» Direction: Below are the rows. Copy out, word for word, the part that opens with the line containing "instance: [(209, 606)]" and closes with the line containing "[(180, 1109), (787, 1111), (310, 1182)]", both lines included.
* begin *
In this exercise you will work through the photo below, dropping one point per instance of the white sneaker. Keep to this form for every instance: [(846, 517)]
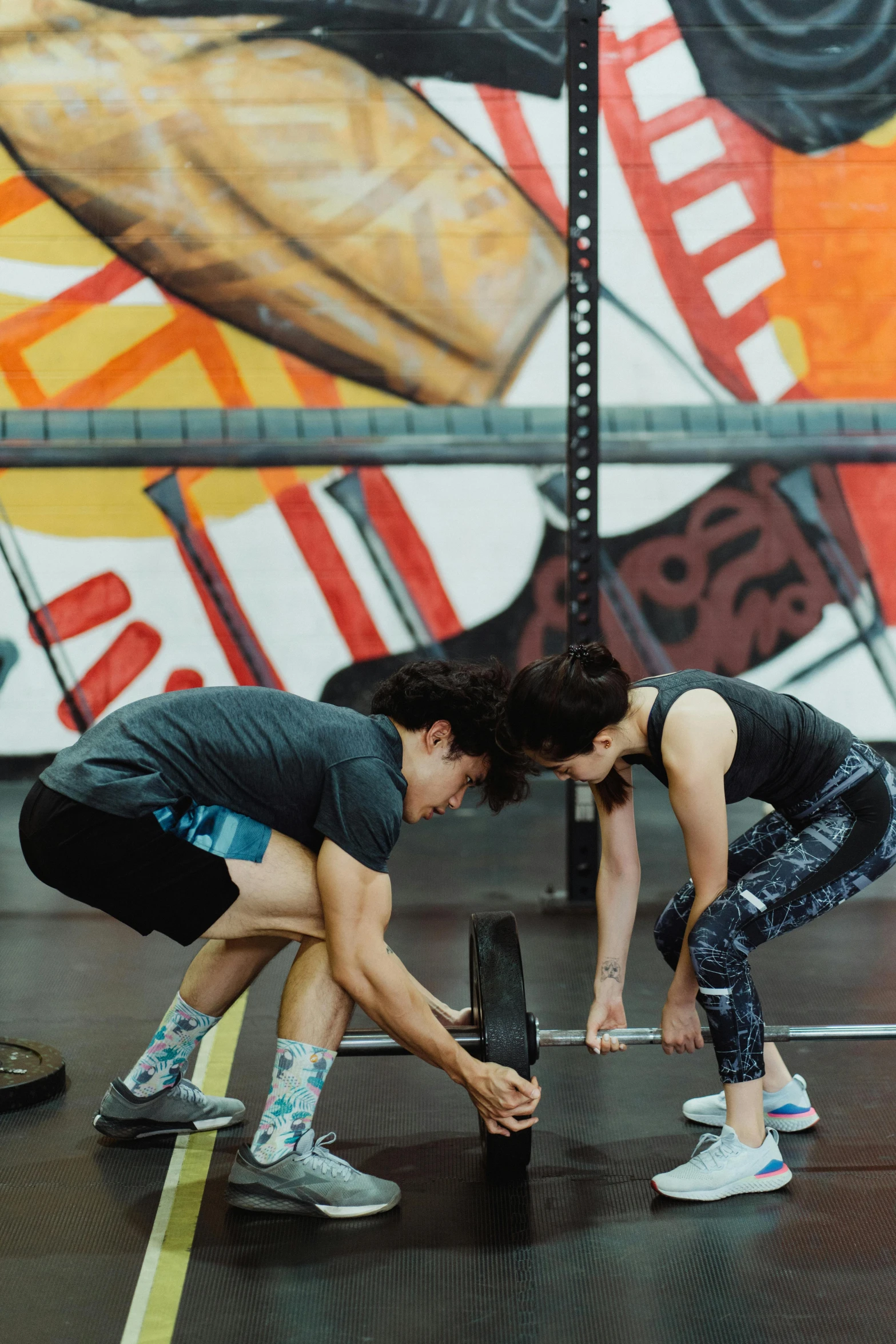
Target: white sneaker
[(722, 1166), (787, 1111)]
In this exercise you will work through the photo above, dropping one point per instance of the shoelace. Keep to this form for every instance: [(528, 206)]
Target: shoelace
[(710, 1152), (327, 1163), (189, 1091)]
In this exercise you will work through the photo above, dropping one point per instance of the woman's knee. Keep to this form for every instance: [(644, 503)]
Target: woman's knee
[(711, 939), (668, 935)]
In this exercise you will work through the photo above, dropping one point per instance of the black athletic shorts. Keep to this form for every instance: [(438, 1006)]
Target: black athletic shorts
[(128, 867)]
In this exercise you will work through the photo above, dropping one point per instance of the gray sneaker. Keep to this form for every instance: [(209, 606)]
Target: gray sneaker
[(180, 1109), (787, 1111), (310, 1182)]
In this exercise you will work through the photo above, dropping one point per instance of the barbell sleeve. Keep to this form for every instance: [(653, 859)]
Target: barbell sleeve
[(378, 1042), (653, 1035)]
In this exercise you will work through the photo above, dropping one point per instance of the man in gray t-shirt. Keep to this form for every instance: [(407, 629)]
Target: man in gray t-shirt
[(253, 817)]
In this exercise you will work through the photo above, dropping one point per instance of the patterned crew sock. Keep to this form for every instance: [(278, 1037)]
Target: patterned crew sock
[(166, 1055), (298, 1076)]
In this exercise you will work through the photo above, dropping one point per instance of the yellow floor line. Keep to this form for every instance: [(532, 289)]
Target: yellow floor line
[(153, 1308)]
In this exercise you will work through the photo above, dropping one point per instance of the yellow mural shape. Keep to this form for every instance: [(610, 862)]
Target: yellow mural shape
[(281, 189)]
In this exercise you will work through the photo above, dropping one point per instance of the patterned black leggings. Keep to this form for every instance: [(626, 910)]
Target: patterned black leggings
[(782, 874)]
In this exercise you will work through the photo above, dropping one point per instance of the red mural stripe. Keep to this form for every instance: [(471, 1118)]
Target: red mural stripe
[(331, 571), (185, 679), (520, 151), (242, 673), (409, 553), (83, 608), (19, 195), (871, 494), (122, 662), (114, 279)]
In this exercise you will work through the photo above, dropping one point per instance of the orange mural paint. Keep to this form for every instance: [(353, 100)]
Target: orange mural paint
[(835, 221), (121, 665)]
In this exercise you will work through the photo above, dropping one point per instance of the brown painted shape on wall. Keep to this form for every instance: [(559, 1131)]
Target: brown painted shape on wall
[(289, 191)]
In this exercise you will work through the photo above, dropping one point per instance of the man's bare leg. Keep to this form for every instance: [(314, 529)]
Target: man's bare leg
[(224, 968), (313, 1007), (313, 1015)]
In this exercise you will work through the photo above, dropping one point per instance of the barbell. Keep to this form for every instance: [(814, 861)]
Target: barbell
[(505, 1032)]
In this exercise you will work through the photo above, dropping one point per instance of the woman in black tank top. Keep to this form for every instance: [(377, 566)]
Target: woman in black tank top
[(712, 739)]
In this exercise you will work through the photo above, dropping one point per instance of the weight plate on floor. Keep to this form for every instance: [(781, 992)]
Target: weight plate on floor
[(497, 995), (29, 1073)]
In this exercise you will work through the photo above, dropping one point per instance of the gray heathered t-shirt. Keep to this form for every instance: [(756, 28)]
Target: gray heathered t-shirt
[(306, 769)]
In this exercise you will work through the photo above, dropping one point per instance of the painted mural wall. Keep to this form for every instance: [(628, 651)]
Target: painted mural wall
[(748, 255), (363, 204)]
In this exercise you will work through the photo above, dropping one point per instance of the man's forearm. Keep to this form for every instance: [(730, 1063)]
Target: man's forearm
[(435, 1004), (387, 993)]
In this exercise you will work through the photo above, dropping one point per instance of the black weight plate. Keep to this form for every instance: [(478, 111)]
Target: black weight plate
[(29, 1073), (497, 995)]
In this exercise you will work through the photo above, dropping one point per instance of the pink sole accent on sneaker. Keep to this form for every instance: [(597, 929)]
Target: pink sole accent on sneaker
[(779, 1171)]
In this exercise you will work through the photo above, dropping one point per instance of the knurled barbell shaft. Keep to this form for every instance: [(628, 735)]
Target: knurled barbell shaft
[(378, 1043)]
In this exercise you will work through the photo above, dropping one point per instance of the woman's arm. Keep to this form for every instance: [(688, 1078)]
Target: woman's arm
[(698, 747), (617, 898)]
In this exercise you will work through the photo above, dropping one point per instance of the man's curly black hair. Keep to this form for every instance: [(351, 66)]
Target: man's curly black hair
[(471, 697)]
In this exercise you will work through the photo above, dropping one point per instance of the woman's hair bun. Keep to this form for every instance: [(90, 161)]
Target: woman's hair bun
[(594, 658)]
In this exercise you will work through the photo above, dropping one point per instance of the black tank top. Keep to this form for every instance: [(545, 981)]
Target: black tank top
[(786, 749)]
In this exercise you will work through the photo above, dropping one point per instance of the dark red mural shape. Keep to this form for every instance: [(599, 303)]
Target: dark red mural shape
[(122, 662), (83, 608), (731, 581)]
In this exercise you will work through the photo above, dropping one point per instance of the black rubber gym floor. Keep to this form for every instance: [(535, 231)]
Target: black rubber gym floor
[(585, 1252)]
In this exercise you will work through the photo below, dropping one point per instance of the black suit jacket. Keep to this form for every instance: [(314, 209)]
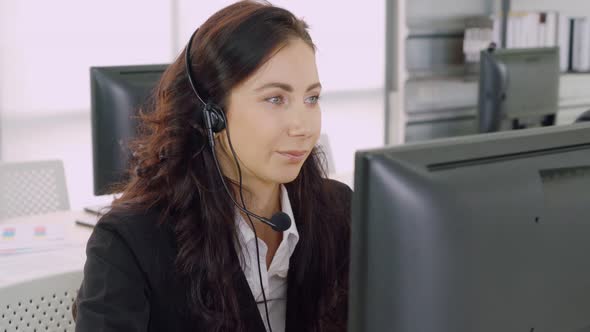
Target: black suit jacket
[(129, 277)]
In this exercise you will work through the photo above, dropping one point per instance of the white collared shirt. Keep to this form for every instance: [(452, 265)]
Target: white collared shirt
[(274, 278)]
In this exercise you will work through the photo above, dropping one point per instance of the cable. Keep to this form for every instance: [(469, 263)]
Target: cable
[(247, 215)]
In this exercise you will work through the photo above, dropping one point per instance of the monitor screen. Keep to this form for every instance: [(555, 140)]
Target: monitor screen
[(518, 88), (481, 233), (117, 93)]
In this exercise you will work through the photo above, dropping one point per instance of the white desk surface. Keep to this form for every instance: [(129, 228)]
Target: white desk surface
[(19, 268)]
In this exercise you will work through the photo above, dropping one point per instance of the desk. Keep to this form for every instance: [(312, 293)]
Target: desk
[(24, 267), (29, 266)]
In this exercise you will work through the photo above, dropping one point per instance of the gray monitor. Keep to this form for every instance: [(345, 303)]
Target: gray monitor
[(518, 88), (117, 93), (483, 233)]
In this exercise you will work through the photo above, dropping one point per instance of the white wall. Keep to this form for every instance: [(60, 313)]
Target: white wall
[(48, 47), (568, 7)]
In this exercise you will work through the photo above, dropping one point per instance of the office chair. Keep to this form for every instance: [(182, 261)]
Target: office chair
[(29, 188), (584, 117), (40, 305)]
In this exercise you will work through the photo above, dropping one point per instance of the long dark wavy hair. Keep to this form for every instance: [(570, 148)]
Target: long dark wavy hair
[(173, 171)]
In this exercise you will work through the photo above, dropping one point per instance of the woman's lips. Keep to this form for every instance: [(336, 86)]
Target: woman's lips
[(293, 156)]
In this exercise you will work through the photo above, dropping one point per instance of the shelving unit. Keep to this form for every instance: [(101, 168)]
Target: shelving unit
[(430, 91)]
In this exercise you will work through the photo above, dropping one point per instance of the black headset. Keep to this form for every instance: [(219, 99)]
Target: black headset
[(212, 115)]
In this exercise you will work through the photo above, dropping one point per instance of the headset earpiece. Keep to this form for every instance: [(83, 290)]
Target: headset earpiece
[(217, 120)]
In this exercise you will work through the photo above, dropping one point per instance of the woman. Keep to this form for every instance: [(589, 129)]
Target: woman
[(178, 251)]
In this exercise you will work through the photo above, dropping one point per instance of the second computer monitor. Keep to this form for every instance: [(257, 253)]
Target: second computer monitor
[(518, 88), (483, 233)]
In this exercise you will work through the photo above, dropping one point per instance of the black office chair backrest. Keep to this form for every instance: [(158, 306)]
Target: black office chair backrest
[(584, 117)]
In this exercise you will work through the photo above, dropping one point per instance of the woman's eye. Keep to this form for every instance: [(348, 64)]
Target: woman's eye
[(277, 100), (313, 100)]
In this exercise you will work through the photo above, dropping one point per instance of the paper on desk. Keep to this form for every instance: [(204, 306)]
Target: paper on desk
[(24, 238)]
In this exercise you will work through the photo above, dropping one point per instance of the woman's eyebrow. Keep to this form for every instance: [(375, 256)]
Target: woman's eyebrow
[(285, 86)]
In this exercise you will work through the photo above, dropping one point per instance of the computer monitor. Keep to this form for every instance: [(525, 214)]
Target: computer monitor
[(482, 233), (117, 93), (518, 88)]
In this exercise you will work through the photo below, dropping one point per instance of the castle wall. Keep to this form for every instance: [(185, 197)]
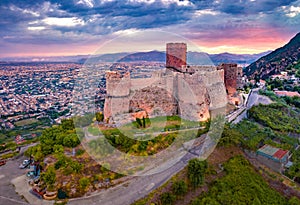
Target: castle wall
[(230, 77), (188, 91)]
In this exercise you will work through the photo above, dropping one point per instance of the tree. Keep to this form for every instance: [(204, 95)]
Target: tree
[(76, 166), (99, 116), (294, 201), (71, 140), (167, 198), (179, 187), (196, 171), (139, 122), (83, 183)]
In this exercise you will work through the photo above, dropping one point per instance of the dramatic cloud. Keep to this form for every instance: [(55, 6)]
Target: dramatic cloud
[(215, 24)]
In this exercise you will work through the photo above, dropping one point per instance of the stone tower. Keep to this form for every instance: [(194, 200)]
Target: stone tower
[(117, 92), (230, 77), (176, 56)]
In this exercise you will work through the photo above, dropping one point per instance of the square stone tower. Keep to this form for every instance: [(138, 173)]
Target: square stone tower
[(176, 56)]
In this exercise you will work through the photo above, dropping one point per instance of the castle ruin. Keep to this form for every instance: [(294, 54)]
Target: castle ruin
[(180, 89)]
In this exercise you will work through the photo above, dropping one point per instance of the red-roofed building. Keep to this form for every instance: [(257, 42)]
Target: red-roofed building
[(273, 157)]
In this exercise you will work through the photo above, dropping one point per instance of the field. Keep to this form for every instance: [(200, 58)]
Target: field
[(26, 122)]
* end *
» Full answer:
In this exercise you will work through the photo above, dropping one point per instance of the gray sneaker. Keep to this form for every instance: [(209, 606)]
Target: gray sneaker
[(180, 1109), (787, 1111), (310, 1182)]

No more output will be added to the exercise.